Image-grounded pointing data
* * * * * * * * *
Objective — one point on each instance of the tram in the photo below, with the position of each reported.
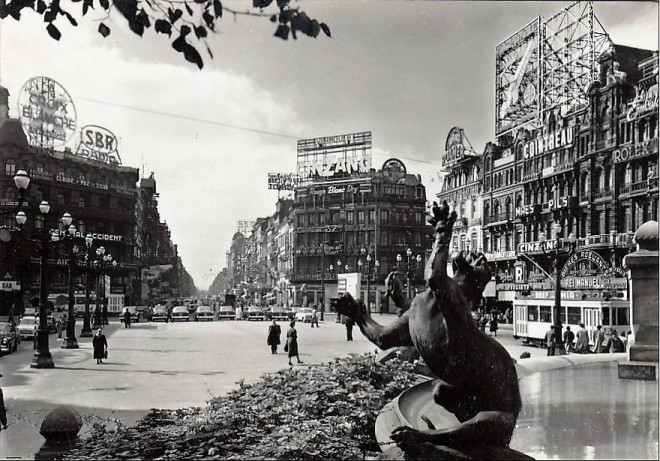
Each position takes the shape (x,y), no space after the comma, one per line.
(533,317)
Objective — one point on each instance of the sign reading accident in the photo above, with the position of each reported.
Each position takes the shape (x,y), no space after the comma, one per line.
(46,112)
(327,156)
(98,143)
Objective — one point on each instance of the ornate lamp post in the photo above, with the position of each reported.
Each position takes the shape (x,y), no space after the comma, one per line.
(87,328)
(100,264)
(42,357)
(558,253)
(412,264)
(21,181)
(368,274)
(70,342)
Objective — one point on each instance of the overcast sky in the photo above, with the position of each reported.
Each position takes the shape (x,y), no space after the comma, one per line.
(406,71)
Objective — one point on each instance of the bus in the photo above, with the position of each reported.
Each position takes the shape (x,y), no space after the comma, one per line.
(115,303)
(532,318)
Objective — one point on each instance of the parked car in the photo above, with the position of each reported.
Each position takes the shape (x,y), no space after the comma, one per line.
(9,337)
(180,313)
(278,313)
(27,328)
(135,314)
(160,314)
(53,324)
(255,313)
(304,314)
(226,313)
(204,313)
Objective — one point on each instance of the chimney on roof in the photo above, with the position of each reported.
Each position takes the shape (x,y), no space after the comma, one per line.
(4,105)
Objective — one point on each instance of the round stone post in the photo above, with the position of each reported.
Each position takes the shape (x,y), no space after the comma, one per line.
(643,267)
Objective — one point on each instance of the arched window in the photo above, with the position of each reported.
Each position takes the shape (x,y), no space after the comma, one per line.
(627,179)
(584,184)
(598,178)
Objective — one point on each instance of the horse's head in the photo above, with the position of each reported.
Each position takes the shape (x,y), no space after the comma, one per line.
(471,273)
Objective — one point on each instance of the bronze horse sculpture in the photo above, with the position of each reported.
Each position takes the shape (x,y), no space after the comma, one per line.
(476,376)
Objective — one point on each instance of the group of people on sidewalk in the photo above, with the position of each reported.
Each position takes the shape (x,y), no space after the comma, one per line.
(579,343)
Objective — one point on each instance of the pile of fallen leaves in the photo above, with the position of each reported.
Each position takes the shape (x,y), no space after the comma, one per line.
(325,412)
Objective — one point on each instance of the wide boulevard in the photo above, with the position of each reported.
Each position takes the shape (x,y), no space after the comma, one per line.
(160,365)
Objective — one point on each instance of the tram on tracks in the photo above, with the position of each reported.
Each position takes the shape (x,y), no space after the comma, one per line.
(533,317)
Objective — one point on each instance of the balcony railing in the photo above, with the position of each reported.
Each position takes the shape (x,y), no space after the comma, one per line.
(603,195)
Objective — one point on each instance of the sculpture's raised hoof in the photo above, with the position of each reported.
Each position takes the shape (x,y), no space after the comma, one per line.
(403,353)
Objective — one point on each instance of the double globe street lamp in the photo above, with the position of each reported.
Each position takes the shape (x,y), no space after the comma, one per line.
(558,253)
(412,264)
(368,274)
(42,357)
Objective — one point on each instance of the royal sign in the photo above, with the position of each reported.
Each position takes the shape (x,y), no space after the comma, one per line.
(546,143)
(641,149)
(98,143)
(645,101)
(46,112)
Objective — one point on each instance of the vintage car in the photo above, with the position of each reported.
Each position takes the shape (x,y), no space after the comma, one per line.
(304,314)
(255,313)
(160,314)
(180,313)
(27,328)
(278,313)
(204,313)
(9,337)
(226,313)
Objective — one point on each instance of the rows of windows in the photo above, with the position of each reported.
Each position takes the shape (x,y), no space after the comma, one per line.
(359,217)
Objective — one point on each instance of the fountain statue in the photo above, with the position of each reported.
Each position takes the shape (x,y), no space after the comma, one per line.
(476,376)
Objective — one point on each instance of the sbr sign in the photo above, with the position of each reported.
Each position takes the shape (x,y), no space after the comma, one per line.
(99,139)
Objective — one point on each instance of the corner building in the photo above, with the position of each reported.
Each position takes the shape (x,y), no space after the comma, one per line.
(339,220)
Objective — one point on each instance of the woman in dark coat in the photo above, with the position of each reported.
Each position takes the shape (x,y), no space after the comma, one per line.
(273,337)
(100,345)
(292,342)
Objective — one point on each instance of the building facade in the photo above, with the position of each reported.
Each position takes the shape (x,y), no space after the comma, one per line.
(342,221)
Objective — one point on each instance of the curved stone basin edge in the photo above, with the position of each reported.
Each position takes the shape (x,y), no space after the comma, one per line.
(392,416)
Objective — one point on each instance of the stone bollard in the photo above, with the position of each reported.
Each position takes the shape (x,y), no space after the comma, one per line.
(643,266)
(60,428)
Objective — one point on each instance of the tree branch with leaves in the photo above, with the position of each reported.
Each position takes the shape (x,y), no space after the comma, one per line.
(186,23)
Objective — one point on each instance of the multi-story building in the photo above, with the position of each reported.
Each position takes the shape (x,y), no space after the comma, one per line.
(461,189)
(590,172)
(101,196)
(340,220)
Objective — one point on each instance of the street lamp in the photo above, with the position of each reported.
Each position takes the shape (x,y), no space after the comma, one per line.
(100,264)
(42,357)
(87,328)
(70,342)
(558,253)
(411,266)
(368,274)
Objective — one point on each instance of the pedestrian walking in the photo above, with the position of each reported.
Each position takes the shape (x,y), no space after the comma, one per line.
(569,336)
(493,325)
(614,344)
(598,340)
(349,329)
(100,344)
(127,318)
(292,342)
(582,342)
(550,341)
(3,411)
(273,339)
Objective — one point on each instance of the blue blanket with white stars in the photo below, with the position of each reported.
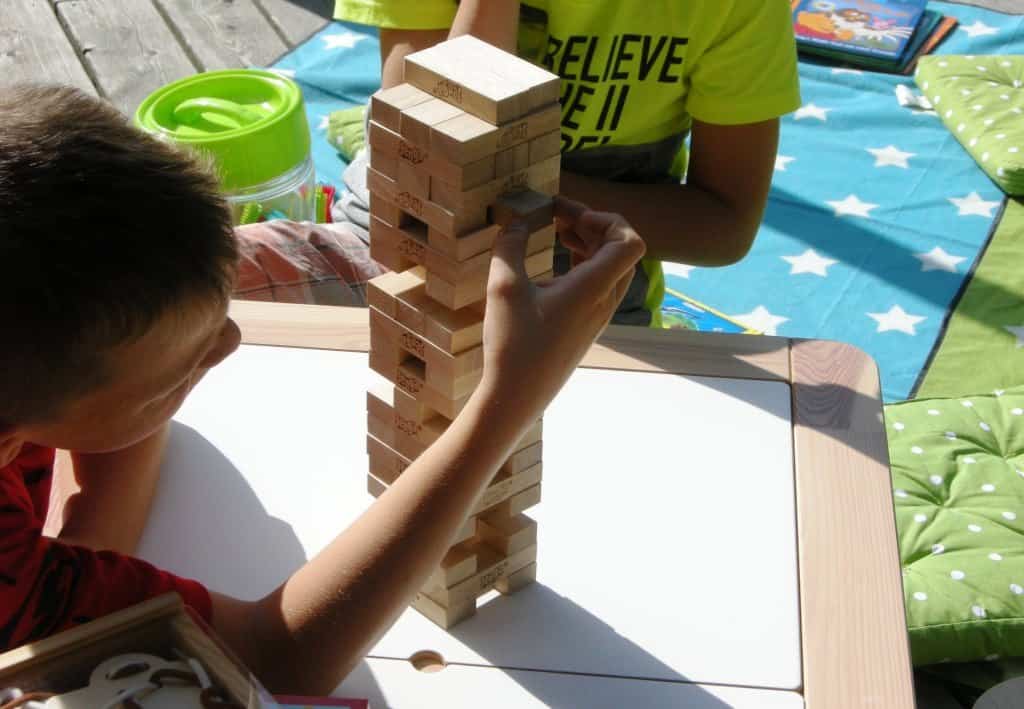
* * * * * * * * *
Brief
Would you copy out every entry above word for word, without the pictures?

Solution for this exercise
Objective — one point on each instance of the tram in the photo below, with the position of each reported.
Each position takes the shape (x,y), no space after the comma, one per line.
(533,317)
Objective — one point on each instance of the sign reading accident in the photo above, with the position of each reported.
Each position takes the shape (x,y), no space after the comma, one per line.
(46,112)
(327,156)
(98,143)
Objective — one point on each instance of the ornate lamp post in the photo above, with the position of each reported.
Each position takes the shape (x,y), no space after the comma, one per line.
(87,328)
(100,264)
(42,357)
(558,253)
(412,264)
(21,181)
(368,274)
(70,342)
Objective — one point on each instance of the overcast sky in the photo above, with the position of each reported.
Each position takes the shape (x,y), no space after the comma, one per line.
(406,71)
Objective — one point on each instance of the bus in the photo above, with the position of each reported.
Each position takes the shape (x,y), no space after the comma, one per line.
(115,303)
(532,318)
Objective — one point on each instance of the parked car in the photo above, with the position of each reported.
Each position takes the shape (x,y), no space after the comma, one per line.
(9,337)
(180,313)
(278,313)
(27,328)
(135,314)
(160,314)
(53,324)
(255,313)
(304,314)
(226,313)
(204,313)
Objective — one point on each instance of the chimney on roof in the photo above, with the position of each reported.
Each position takes the shape (x,y), no space after the comma, one per line.
(4,105)
Objective — one point on each instance of the round stone post in the photo above, with the position of each reported.
Each position takes the shape (x,y), no space after the comma, one per line.
(643,267)
Objective — one point on each instance of the arched window in the photo above, with the position of each reported.
Each position takes the shape (x,y), no space after the comma, one per line.
(627,179)
(584,184)
(598,178)
Objective — one point on each instance of the horse's head in the photo above, with the position of each reported.
Each position takes the shape (x,y), no space after the comma, one per line.
(471,273)
Objective — one point on each instance of the bronze horse sculpture in the photo above, with the position of each reported.
Each position takes the shape (x,y), no space after the comma, one per line.
(476,376)
Objective — one point on each instance of the group of people on sidewalk in the photo above, with the position of each reported.
Each position takes the shape (x,y), no space after the comma, one per line.
(579,343)
Objective — one point on each instance of the pile of fallen leaves in the photo above, with the position of each reported.
Each position takes the shape (x,y), no space after the comma, one per line.
(325,412)
Objective — one point on each instance of the wide boulevard in the photo above, with the position of each reported.
Each position takes the shape (x,y), no space after the comma, one per line.
(160,365)
Objective — one point on each instance of the tram on tracks in the photo above, with the position of each reported.
Each position takes the shape (x,y), no space after the comma, one per line.
(533,317)
Objective — one point on each instance of the balcony railing in the photo above, with the position of each reported.
Each position takes the shape (x,y), no space after the comma, one per line.
(603,195)
Objective — one point on each instance of the sculpture's raised hoof in the photo above, with the position of each reported.
Each position takes the shape (x,y), no space after the comma, one per line.
(403,353)
Objective — one point on each instance of the double globe street lamp in the photo above, with the position of each reported.
Each position takes the shape (x,y), no space after the comma, one per line.
(558,253)
(412,264)
(368,274)
(42,357)
Objective — one point on each instance of the royal sign in the photo above, with the position of each reported.
Each position takes the shape (x,y), no space after the comma, one per line.
(546,143)
(641,149)
(98,143)
(645,101)
(46,112)
Objective — one point on each instance of the vintage car in the photo above, with the position of each reported.
Each position takes the shape (x,y), no space after the comma, one per line.
(304,314)
(255,313)
(160,314)
(180,313)
(27,328)
(278,313)
(204,313)
(9,337)
(226,313)
Objective — one point on each instance of the rows of windows in the photo above, with the position of each reported.
Each position takes the shape (x,y), no space after the comma, one per line.
(359,217)
Objective — one point on each instance of the fountain statue in the photo above, with the position of each reported.
Each position takes the shape (x,y), no space after the comma, one per line.
(476,376)
Objective — one point on each instance of the sbr sign in the photo above, with the position of each reported.
Each position takes the shape (x,y), no space after the comma, one per line.
(99,139)
Objective — one point on each instance of the corner building in the photo above, with the position of each reported.
Each position takes the shape (x,y), no space after the comma, one per line.
(339,220)
Objective — one point on each instance of the woman in dark coat in the photo above, with the position of each reported.
Each position takes the shape (x,y), no space after the comma, one per line.
(273,337)
(100,345)
(292,342)
Objective — one point on each instance of the building facade in the photo above, with the position of each reported.
Each position takes the shape (x,y), no space after the comma, one per line.
(342,221)
Objective — one point on each instance of the curved stone basin edge in the photo above, with the position of each reported.
Each position takes the shape (x,y), no space after the comma, one per line.
(392,416)
Objective — one point on each instance of the stone bollard in the photo above, with the position of each reported.
Each position takes the shape (x,y), no space after the comma, one per line.
(643,266)
(60,428)
Objective — one point on each instance of the tree branch with leaves in the photo above, with the position of each reported.
Each position takes the shape (x,y), no space after the comma, one per line.
(186,23)
Objective — one point on each instance of the multi-story building in the photo above, with the position of each reported.
Each position takes the shape (x,y), no space after the comma, one per line.
(461,189)
(590,172)
(101,196)
(340,220)
Objective — one point on each instance of the street lamp in the photo above, with the position of each reported.
Each position takes the shape (x,y), no space after the comma, one per line.
(100,264)
(42,357)
(87,328)
(70,342)
(558,253)
(411,266)
(368,274)
Objective — one point on each instance of the pedestrian walking in the photo above, with the position of each reported.
Each position takes the shape (x,y), no space after the comma, one per line.
(569,336)
(493,325)
(614,344)
(598,340)
(349,329)
(100,344)
(127,318)
(292,342)
(582,342)
(550,341)
(3,411)
(273,339)
Objective — one point on each instance of the blue blanket with white stars in the photo below, with the position of each reported.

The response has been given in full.